Object position labeling listing:

--- BEGIN ---

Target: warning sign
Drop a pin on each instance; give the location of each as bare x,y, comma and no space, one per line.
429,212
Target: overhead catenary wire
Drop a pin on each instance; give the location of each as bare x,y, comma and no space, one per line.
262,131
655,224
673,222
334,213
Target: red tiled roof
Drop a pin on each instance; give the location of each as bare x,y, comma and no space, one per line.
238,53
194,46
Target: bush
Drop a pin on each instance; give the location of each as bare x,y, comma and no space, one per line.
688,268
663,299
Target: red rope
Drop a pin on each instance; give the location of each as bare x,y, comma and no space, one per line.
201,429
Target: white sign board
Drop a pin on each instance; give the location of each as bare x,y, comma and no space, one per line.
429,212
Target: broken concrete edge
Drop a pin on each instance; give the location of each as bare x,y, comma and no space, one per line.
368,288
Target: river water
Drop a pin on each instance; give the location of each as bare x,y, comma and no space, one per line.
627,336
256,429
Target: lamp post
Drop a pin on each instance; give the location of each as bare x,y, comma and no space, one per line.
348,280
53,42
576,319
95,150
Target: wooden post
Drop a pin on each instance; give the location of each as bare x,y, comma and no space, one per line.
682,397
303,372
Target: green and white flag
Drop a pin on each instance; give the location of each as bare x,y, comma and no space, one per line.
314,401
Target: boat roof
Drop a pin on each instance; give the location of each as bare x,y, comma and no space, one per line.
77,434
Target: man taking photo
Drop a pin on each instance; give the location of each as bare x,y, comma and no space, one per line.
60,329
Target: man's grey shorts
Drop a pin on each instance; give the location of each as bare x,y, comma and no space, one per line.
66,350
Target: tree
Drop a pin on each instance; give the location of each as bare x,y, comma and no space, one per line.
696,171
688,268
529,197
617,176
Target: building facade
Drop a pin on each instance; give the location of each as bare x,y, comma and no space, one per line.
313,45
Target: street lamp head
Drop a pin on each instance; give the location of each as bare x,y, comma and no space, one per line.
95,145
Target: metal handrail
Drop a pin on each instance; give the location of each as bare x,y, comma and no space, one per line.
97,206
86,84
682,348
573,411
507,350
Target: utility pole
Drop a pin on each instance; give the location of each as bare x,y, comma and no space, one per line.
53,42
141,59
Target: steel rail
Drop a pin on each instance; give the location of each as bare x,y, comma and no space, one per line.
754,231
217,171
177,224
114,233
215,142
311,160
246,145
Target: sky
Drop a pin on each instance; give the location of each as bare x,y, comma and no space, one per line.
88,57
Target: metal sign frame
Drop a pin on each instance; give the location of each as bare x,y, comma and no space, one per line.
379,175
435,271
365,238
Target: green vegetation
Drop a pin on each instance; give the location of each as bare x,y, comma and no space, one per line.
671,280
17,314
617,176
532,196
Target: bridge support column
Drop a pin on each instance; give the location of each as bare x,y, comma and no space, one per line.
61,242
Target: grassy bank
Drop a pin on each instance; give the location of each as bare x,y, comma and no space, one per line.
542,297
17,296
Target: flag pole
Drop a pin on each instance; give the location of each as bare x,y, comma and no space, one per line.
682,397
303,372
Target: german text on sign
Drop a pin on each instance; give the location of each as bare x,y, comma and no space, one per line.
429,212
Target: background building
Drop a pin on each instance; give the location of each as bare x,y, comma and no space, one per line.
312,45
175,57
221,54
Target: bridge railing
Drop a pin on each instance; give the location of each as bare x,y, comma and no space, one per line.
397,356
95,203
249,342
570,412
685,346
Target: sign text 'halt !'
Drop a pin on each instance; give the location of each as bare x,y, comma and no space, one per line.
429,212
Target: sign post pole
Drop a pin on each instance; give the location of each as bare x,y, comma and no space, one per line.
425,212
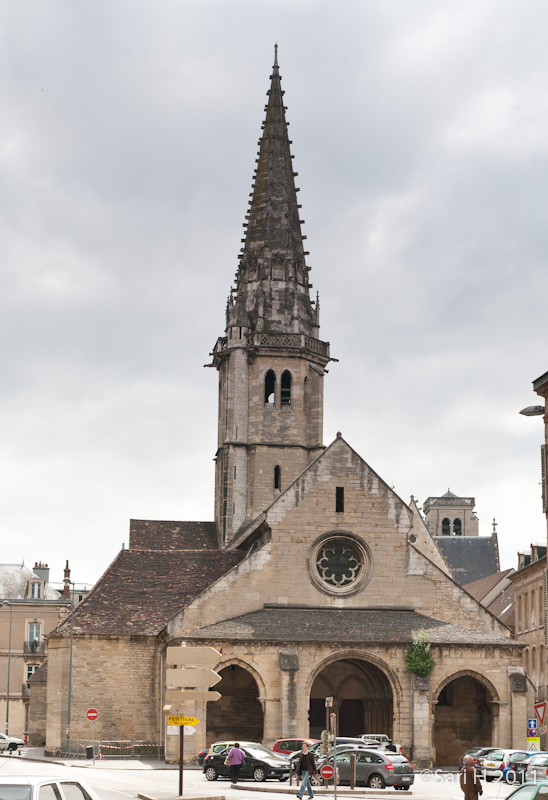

--- END ---

GIVEN INSTRUCTION: How many lines of the listing above contain the word "roof", with case taken into account? Give only the number.

OUTPUT FOR THIS EXERCISE: 2